REQUIREMENTS »
1. Answer these questions using the court excerpt on Crown Point's taxes, one answer per line:
(a) How much did Crown Point pay in taxes to the U.S. government?
(b) What percentage of the amount available for distribution was the Appellant entitled to receive?
(c) What is Altier's relationship to Crown Point?
2. In one to three sentences, explain why the court excerpt on Crown Point's taxes says that Altier's interest deduction does not give Crown Point any additional cash.
3. Carry the court excerpt on Crown Point's taxes forward from its last sentence.

TEXT TO READ »
• • • •

Income of Crown Point before taxes:

$37,861,642

Taxes Paid to the U.S. government by Crown Point:

$13,233,379

Amount available for distribution to partners:

$24,628,263

 

[57]         It seems to me that since Crown Point had the liability to pay the U.S. taxes in the amount of $13,233,379 that Crown Point would only have had $24,628,263 available to distribute to its partners. It would not have had $37,861,642 available to distribute to its partners. The fact that Altier may have been able to reduce its tax liability to the U.S. government by claiming an interest deduction in relation to the payments made to the Appellant does not provide Crown Point with any additional cash as Crown Point is a different person. Altier is not the Appellant and neither Crown Point nor the Appellant have any interest in Altier. Altier is the other limited partner of Crown Point.

 

[58]         Therefore the fact that the Appellant was only entitled to receive 24.7678% of $24,628,263 (or $6,099,879) is simply a reflection of the fact that Crown Point only had $24,628,263 to distribute to its partners.

 

[59]         During closing argument counsel for the Respondent simply stated that the taxes paid by Crown Point to the U.S. government would be deductible by Crown Point in determining its income for the purposes of the Act without citing any authority for this statement. Counsel for the Respondent did not raise the deductibility of the taxes paid to the U.S. government in determining the profit of Crown Point until I had asked Counsel what the Respondent’s position was in relation to the amount of profit of Crown Point (which would be the profit to be shared as prescribed by section 96 of the Act). In relation to the discussion of the amount of profit, counsel stated that he did not agree that the profit was the amount determined before the taxes paid to the U.S. government were taken into account but rather that the profit was to be determined by deducting the amount paid to the U.S. government by Crown Point for income taxes.

• • • •

DATASET ENTRIES »
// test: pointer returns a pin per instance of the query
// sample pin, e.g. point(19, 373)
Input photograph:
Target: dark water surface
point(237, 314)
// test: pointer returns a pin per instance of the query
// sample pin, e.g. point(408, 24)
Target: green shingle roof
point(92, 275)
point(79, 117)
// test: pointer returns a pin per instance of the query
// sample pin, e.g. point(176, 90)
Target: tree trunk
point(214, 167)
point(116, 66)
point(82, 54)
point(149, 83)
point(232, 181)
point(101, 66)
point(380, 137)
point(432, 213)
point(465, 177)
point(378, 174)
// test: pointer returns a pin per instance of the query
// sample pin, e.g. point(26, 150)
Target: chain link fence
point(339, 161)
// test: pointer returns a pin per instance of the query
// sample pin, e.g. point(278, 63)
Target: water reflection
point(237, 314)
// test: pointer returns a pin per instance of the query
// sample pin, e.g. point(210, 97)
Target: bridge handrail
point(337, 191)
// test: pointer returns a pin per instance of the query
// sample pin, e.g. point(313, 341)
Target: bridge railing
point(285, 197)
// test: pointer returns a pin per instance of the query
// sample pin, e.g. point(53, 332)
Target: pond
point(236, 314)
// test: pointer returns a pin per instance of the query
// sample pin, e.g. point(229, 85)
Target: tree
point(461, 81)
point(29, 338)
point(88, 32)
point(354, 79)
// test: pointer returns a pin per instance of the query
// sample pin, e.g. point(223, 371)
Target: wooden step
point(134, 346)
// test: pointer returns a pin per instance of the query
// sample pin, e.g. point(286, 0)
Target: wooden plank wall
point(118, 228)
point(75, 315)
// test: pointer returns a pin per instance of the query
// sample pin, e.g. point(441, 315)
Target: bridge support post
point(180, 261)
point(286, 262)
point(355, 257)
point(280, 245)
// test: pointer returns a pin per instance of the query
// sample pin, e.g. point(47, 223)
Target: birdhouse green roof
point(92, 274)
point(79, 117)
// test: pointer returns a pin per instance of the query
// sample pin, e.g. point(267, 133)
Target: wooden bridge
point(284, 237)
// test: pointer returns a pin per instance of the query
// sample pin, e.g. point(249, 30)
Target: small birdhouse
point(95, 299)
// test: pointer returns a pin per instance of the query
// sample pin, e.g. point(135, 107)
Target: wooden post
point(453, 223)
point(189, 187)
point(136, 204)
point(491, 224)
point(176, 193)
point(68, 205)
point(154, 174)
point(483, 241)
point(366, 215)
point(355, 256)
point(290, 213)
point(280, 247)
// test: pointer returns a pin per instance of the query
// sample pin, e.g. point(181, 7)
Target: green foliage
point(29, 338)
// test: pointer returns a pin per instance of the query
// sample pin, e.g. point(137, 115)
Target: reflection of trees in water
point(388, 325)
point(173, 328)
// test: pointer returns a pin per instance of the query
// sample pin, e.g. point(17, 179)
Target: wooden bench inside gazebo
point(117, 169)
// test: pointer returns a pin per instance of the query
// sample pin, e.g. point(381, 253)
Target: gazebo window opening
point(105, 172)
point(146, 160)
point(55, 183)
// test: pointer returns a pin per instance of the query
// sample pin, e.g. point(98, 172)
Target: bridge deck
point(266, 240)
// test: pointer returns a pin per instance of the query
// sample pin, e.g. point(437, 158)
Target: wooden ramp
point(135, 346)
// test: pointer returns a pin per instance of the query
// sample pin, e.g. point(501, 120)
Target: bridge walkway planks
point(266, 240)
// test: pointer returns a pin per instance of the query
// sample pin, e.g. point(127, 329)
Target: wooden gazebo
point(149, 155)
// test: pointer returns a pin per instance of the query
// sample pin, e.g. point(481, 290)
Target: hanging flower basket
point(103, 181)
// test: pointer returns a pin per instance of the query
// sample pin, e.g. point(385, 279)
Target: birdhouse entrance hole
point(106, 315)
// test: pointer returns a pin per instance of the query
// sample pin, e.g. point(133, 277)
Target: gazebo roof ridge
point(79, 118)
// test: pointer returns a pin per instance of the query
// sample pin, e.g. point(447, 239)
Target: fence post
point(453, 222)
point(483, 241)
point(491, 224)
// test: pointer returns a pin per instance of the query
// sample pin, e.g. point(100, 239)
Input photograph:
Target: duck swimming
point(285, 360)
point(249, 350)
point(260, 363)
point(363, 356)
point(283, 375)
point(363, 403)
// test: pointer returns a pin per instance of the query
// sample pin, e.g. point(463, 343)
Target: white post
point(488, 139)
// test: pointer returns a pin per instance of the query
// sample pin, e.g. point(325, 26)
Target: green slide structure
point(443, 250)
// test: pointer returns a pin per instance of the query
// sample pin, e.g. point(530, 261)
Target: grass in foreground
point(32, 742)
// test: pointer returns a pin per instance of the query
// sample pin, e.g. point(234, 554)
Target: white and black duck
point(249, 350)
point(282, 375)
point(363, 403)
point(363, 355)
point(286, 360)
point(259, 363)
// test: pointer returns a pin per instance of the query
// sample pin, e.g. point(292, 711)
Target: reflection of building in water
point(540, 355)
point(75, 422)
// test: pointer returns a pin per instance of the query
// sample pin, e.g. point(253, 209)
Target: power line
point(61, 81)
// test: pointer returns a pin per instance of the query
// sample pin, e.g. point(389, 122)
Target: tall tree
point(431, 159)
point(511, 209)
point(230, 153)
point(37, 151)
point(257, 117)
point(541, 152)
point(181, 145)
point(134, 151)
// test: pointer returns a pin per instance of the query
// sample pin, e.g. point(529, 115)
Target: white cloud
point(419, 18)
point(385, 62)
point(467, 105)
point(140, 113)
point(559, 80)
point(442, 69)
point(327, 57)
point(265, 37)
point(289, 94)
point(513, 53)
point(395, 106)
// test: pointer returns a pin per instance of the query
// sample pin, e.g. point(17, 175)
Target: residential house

• • • •

EXPECTED RESULTS »
1.
(a) $13,233,379
(b) 24.7678%
(c) Altier is the other limited partner of Crown Point.

2. Crown Point is a different person from Altier. Altier is not the Appellant, and neither Crown Point nor the Appellant has any interest in Altier, so a reduction in Altier's tax liability does not add to Crown Point's cash.

3.
 

[60]         Subsection 18(1)(a) of the Act provides that:

 

18.       (1) In computing the income of a taxpayer from a business or property no deduction shall be made in respect of

 

(a) an outlay or expense except to the extent that it was made or incurred by the taxpayer for the purpose of gaining or producing income from the business or property;

 

[61]         It seems to me that income taxes paid to the U.S. government as a result of earning income would not be made or incurred for the purpose of gaining or producing income but would be incurred as a result of gaining or producing income.

 

[62]         In Inland Revenue Commissioners v. Dowdall, O’Mahoney & Co. Ld., [1952] A.C. 401 (H.L.), Lord Oaksey stated that:

 

On the first question I am of opinion that taxes such as those now in question, namely, income tax, corporation profits tax and excess profits tax, are not according to the authorities wholly and exclusively laid out for the purposes of the company’s trade in the United Kingdom. Taxes such as these are not paid for the purpose of earning the profits of the trade: they are the application of those profits when made and not the less so that they are exacted by a dominion or a foreign government. No clear distinction in point of principle was suggested to your Lordships between such taxes imposed by the United Kingdom government and those imposed by dominion or foreign governments.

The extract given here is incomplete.